§ **Your goal**
Filter the entries below, keeping only lines with the word "rough".

§ **Extracted material**
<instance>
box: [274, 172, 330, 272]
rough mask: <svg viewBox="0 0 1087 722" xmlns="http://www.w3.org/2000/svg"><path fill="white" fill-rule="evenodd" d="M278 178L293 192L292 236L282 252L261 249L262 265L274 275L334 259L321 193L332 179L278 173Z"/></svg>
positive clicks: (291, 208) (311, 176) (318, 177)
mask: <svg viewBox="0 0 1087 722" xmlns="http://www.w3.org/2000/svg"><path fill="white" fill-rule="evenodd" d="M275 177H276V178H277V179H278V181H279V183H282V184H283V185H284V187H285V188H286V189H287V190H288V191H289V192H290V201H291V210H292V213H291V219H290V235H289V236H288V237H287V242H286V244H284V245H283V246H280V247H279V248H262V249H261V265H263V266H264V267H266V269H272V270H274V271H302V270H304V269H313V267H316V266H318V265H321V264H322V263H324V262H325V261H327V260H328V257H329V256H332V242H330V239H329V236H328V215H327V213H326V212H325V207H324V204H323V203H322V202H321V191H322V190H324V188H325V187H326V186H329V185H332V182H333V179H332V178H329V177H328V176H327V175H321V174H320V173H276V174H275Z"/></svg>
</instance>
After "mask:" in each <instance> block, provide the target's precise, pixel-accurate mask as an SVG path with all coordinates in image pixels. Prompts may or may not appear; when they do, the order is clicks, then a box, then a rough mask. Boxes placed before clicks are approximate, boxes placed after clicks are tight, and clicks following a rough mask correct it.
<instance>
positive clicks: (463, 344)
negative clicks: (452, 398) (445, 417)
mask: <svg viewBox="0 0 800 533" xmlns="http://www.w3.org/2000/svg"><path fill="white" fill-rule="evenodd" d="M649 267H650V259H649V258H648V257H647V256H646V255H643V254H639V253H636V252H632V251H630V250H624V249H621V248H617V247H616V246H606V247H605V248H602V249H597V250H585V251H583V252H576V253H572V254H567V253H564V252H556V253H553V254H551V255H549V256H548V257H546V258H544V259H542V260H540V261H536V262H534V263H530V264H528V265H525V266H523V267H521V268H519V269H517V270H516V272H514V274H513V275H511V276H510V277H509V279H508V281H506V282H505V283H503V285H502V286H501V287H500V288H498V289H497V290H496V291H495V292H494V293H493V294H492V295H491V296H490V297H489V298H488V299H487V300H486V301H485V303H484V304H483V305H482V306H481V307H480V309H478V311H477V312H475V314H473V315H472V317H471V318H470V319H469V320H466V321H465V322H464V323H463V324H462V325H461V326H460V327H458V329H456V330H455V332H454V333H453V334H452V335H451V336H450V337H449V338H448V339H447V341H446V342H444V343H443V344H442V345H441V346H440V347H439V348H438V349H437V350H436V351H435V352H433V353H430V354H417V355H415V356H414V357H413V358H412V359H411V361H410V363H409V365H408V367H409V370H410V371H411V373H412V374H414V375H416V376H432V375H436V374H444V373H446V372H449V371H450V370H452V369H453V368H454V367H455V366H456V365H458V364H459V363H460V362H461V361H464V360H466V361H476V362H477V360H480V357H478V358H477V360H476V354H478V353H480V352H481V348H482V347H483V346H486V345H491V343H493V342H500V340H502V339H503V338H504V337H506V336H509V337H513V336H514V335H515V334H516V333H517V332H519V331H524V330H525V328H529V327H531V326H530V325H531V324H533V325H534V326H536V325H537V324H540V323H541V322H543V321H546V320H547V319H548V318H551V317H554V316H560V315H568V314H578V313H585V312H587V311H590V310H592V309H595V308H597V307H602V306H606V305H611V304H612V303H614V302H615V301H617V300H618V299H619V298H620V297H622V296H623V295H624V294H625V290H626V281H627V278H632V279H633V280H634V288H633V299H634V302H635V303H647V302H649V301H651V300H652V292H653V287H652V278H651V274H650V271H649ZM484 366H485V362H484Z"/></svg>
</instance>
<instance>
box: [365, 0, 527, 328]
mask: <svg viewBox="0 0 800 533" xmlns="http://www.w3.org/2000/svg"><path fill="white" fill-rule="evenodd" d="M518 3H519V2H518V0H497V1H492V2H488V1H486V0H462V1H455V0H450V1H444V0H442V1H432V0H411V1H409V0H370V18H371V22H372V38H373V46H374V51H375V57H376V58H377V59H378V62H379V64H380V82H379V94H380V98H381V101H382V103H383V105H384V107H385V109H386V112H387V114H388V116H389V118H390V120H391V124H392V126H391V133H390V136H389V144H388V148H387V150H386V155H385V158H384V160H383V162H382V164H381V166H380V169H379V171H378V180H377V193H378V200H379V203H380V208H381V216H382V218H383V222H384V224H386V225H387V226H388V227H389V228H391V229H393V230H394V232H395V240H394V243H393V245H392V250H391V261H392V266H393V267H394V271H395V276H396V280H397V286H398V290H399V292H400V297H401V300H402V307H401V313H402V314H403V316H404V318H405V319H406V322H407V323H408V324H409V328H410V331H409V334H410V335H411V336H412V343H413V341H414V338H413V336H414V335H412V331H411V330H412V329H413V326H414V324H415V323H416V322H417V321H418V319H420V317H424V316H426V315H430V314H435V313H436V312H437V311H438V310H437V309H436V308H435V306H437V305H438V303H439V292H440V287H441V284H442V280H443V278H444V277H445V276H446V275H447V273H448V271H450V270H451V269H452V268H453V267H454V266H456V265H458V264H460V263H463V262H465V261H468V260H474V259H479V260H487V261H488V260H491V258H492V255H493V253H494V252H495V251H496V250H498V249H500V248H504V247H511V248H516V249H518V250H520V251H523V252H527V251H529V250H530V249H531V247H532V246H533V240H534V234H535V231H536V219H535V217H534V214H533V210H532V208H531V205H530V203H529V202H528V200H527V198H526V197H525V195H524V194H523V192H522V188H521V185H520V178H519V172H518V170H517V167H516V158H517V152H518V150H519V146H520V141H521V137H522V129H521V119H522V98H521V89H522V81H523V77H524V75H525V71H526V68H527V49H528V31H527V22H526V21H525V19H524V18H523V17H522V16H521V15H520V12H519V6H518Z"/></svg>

§ **Solution to this task**
rough mask: <svg viewBox="0 0 1087 722" xmlns="http://www.w3.org/2000/svg"><path fill="white" fill-rule="evenodd" d="M278 178L293 192L292 236L282 252L261 249L262 265L274 275L334 259L321 193L332 179L278 173Z"/></svg>
After "mask:" in each <instance> block, provide the target's precise, pixel-accurate mask as an SVG path with all coordinates in image pixels. Prompts may or may not appear; when they do, the order is clicks, then a box, then a rough mask. Boxes placed before clicks are approximate, boxes placed after clicks are tight, and clicks following a rough mask correct it.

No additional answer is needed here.